----- DOCUMENT TEXT -----

If you’re a voice actor or voice talent and you’re in various voice over groups on Facebook, you might have run into posts mentioning Speechelo, a company that offers text-to-speech (i.e. A.I. voices) at a low price. The idea is that you can enter the text you want voiced, and tada! You’ll have a great, human-sounding voiceover you’ll be able to use in your marketing videos, on the spot. Say goodbye to voice actors, expensive recordings, or delivery delays.
This is the company’s elevator pitch (taken from their website): “Instantly Transform Any Text Into A 100% Human-Sounding Voice Over with only 3 clicks! We GUARANTEE no one will tell your voiceover is A.I. generated.”
I was curious to hear what the fuss was all about, and honestly their supposed voice-generated Vimeo demo looked and sounded pretty good. So, I clicked on the link in the latest Facebook post that mentioned the company and bought the software on sale for $37.
Before I give you my review, I should admit that my confidence in the company sank rather quickly. In the barely-over-24-hours since I bought the product, I received seven emails beyond my subscription receipt and login emails. I’m sure there are a few others piling up as I write this blog entry.
Meet the Spammy Company
First, they were selling me upgrades (ok, acceptable). It turns out the version I bought only allows users to create voice overs with scripts of less than 700 words.
Subsequent emails seemed to be promoting completely unrelated services (something to do with making money and an “apartament” -yes, the demo video has that typo on it). Upon closer inspection, it seems the video and emails are selling the idea of creating your own online video marketing agency…presumably using A.I. voices from Speechelo. Ok, that would be somewhat related, but I think you’ll agree their marketing needs some serious (serious) work.
Another email stated that Speechelo was wildly popular because they received 400 support tickets, which, if you ask me, really isn’t a selling point. The email suggests that 400 people couldn’t make the platform work for them in some way. (Or perhaps they wanted their money back?)
Overall, the company feels spammy.
The A.I. Voices
While the site says that the base version of the software has thirty A.I. voices, that includes all the languages available. When it comes down to it, there are only four English US voices in the base software and another four if you buy the Pro version. For the US (which would include Canada), there are two male voices, one female and one male child (though the child is definitely an older female). One thing all the voices have in common is that they all sound pleasant but very fuzzy (forgive the analogy but it’s like they have peach hairs on them).
As a native French Canadian, I also wanted to hear their FR CA options, but it turns out they only have one A.I. voice available and it’s only accessible with the Pro version of the software. I was still able to hear a very short preview of the voice and it was unfortunately extremely choppy (not nearly as good as most of the US voices).
Testing the Platform
Before looking around, I looked at the tutorial video. It turns out that to get the best results you must enter each sentence of your script one at a time (time consuming to say the least). The tutorial then suggests “merging” individual voice-generated sentences together to create one long VO file.
Upon using the platform in this way, I noticed that text changes became incredibly cumbersome. That said, you could prepare your text in advance, and/or download your voice-generated sentences individually. Either way, you can’t number your voice-generated sentences, so figuring out the order (whether on the platform or after downloading) isn’t straightforward.

-----

EXERCISE 1 -
In the entries, swap "green grass" for "meadow grass" in the lines from the one containing "Report one point per instance of the green" up to and including the one containing "[(678, 632), (979, 555), (127, 481)]". Return only those lines, with everything else left unchanged.
The blog review and the entries after it come from separate sources.

----- EXERCISE INPUT -----

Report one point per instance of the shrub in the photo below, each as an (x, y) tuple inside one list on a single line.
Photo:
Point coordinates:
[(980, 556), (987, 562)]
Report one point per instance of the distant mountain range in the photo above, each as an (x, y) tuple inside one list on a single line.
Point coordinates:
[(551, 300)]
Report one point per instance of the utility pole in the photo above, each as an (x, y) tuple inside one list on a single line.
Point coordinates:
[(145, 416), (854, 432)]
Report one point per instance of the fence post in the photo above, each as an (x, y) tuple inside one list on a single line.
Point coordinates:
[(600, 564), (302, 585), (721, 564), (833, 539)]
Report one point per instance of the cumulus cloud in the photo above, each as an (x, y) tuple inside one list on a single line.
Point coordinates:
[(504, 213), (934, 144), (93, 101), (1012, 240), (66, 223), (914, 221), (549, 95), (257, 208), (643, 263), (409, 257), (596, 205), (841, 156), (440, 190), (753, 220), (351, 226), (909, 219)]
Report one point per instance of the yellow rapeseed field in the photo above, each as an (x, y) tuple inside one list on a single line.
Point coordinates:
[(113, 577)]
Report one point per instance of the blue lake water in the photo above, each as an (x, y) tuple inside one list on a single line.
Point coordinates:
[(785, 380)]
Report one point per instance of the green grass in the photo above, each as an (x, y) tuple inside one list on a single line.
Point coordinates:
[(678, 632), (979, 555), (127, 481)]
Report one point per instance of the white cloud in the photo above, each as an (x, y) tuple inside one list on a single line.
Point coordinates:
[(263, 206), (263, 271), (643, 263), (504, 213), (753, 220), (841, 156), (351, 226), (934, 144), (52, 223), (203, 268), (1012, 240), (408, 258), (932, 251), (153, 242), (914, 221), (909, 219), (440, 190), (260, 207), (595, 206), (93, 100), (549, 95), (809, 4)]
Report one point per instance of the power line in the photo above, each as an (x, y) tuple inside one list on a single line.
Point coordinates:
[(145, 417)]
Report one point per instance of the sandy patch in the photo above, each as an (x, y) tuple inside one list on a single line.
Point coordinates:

-----

EXERCISE 2 -
According to the Speechelo review, how much did the writer pay for the software?

CORRECT OUTPUT 1 -
Report one point per instance of the meadow grass in the photo above, each as an (x, y) tuple inside one list on a single line.
Point coordinates:
[(678, 632), (979, 555), (127, 481)]

CORRECT OUTPUT 2 -
$37, bought on sale.